Your instructions: The entries are to be written out again with no differences.

★ ★ ★ ★ ★ ★ ★

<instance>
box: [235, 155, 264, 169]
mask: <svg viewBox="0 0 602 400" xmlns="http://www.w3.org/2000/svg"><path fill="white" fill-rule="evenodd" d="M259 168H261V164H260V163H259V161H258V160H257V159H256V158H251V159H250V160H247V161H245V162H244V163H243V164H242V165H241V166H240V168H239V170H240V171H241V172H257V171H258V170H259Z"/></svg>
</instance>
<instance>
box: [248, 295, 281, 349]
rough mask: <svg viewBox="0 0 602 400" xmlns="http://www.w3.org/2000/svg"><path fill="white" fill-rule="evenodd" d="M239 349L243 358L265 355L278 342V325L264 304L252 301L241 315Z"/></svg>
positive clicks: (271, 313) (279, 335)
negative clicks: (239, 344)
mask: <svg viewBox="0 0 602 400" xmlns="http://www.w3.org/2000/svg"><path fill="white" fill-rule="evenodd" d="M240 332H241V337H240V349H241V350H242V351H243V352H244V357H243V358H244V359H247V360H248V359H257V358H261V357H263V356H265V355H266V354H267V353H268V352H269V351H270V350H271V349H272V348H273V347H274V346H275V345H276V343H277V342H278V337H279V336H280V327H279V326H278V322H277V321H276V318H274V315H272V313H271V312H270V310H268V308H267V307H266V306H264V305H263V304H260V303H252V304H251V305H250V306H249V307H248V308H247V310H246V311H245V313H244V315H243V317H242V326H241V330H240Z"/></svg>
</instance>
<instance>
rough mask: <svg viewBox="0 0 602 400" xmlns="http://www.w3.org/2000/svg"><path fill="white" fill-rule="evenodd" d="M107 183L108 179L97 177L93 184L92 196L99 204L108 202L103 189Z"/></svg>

★ ★ ★ ★ ★ ★ ★

Exercise result:
<instance>
box: [235, 155, 264, 169]
mask: <svg viewBox="0 0 602 400" xmlns="http://www.w3.org/2000/svg"><path fill="white" fill-rule="evenodd" d="M259 168H261V164H260V163H259V161H258V160H257V159H256V158H251V159H250V160H247V161H245V162H244V163H243V164H242V165H241V166H240V168H239V170H240V171H241V172H257V171H258V170H259Z"/></svg>
</instance>
<instance>
box: [248, 295, 281, 349]
rough mask: <svg viewBox="0 0 602 400" xmlns="http://www.w3.org/2000/svg"><path fill="white" fill-rule="evenodd" d="M239 349L243 358L265 355L278 342V325L264 304L252 301L241 315Z"/></svg>
positive clicks: (271, 313) (279, 335)
negative clicks: (239, 344)
mask: <svg viewBox="0 0 602 400" xmlns="http://www.w3.org/2000/svg"><path fill="white" fill-rule="evenodd" d="M240 332H241V337H240V349H241V350H242V351H243V352H244V357H243V358H244V359H247V360H248V359H257V358H261V357H263V356H265V355H266V354H267V353H268V352H269V351H270V350H271V349H272V348H273V347H274V346H275V345H276V343H277V342H278V337H279V336H280V327H279V326H278V322H277V321H276V318H274V315H272V313H271V312H270V310H268V308H267V307H266V306H264V305H263V304H260V303H252V304H251V305H250V306H249V307H248V308H247V310H246V311H245V313H244V315H243V317H242V326H241V330H240Z"/></svg>
</instance>
<instance>
rough mask: <svg viewBox="0 0 602 400" xmlns="http://www.w3.org/2000/svg"><path fill="white" fill-rule="evenodd" d="M107 183L108 179L97 177L93 184L92 196L99 204L108 202L103 189Z"/></svg>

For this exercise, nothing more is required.